Les consignes —
(1) Répondez à ces questions sur l'extrait consacré à l'ambassadeur Mouftaou Lalèye :
(a) Depuis combien de temps est-il en poste au Nigeria ?
(b) Quel poste a-t-il occupé auparavant à l'Assemblée nationale ?
(c) Où et à quelles dates s'est tenue la Conférence des ambassadeurs ?
(2) Recopiez fidèlement le passage de l'extrait consacré à l'ambassadeur Mouftaou Lalèye qui commence par les mots « En poste au » et se termine par « de l’essence frelaté. ».
═════ Extrait choisi ═════
Mouftaou Lalèye, Ambassadeur du Bénin près le Nigeria

En poste au Nigeria depuis environ huit (08) mois,  l’Ambassadeur Mouftaou Lalèyè est un universitaire et chercheur de formation qui a longtemps enseigné à l’Université d’Abomey-Calavi et dans plusieurs universités du Nigeria. Fin observateur des relations entre le Bénin et son grand voisin de l’Est, le Nigeria, l’ancien Directeur de la Cellule d’Analyses Politiques de l’Assemblée Nationale (Capan) parle à travers cet entretien de la Conférence des ambassadeurs qui s’est tenue à Cotonou du 26 au 28 février 2009 dernier. Il met en outre en relief  l’état des relations entre le Bénin et le Nigeria avec en ligne de mire la gestion du récurent problème de l’essence frelaté. 

L’Evénement Précis: Excellence, comment se portent les relations entre le Bénin et le Nigeria ?
═════ Extraits des données ═════
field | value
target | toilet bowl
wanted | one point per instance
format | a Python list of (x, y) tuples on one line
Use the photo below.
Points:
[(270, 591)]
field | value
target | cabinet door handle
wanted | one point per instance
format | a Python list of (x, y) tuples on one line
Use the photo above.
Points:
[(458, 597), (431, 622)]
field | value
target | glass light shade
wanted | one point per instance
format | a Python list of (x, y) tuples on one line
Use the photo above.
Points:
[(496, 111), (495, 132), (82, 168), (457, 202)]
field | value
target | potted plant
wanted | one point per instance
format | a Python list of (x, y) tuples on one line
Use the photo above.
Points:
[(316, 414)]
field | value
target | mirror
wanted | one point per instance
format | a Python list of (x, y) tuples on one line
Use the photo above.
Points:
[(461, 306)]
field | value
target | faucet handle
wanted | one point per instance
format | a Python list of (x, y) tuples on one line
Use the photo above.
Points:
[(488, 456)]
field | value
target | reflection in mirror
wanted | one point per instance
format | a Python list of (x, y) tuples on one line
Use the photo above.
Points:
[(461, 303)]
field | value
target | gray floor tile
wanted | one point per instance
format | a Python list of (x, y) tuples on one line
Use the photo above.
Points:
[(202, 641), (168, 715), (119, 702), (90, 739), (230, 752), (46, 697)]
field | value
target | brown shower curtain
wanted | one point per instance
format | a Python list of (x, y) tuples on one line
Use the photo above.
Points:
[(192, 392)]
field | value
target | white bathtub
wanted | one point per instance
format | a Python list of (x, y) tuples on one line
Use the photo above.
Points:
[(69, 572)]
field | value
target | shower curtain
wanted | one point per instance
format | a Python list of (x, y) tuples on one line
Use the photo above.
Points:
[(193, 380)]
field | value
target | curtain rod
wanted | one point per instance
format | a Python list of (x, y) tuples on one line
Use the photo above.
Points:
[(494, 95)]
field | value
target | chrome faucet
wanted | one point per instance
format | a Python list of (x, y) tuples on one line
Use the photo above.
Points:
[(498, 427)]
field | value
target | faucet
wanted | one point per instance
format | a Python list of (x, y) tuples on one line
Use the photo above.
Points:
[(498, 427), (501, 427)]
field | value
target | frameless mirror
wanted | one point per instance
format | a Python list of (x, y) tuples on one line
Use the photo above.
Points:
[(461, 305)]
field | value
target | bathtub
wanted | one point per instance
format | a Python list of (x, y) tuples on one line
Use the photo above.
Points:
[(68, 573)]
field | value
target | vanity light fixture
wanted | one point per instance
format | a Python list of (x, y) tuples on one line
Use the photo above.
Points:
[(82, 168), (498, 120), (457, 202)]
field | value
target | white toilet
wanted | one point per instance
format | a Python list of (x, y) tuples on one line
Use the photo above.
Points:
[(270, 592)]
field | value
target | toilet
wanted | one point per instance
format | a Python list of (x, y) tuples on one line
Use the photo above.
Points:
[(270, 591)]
═════
Corrigé des consignes —
(1)
(a) Depuis environ huit mois.
(b) Directeur de la Cellule d'Analyses Politiques de l'Assemblée Nationale (Capan).
(c) À Cotonou, du 26 au 28 février 2009.

(2)
En poste au Nigeria depuis environ huit (08) mois,  l’Ambassadeur Mouftaou Lalèyè est un universitaire et chercheur de formation qui a longtemps enseigné à l’Université d’Abomey-Calavi et dans plusieurs universités du Nigeria. Fin observateur des relations entre le Bénin et son grand voisin de l’Est, le Nigeria, l’ancien Directeur de la Cellule d’Analyses Politiques de l’Assemblée Nationale (Capan) parle à travers cet entretien de la Conférence des ambassadeurs qui s’est tenue à Cotonou du 26 au 28 février 2009 dernier. Il met en outre en relief  l’état des relations entre le Bénin et le Nigeria avec en ligne de mire la gestion du récurent problème de l’essence frelaté.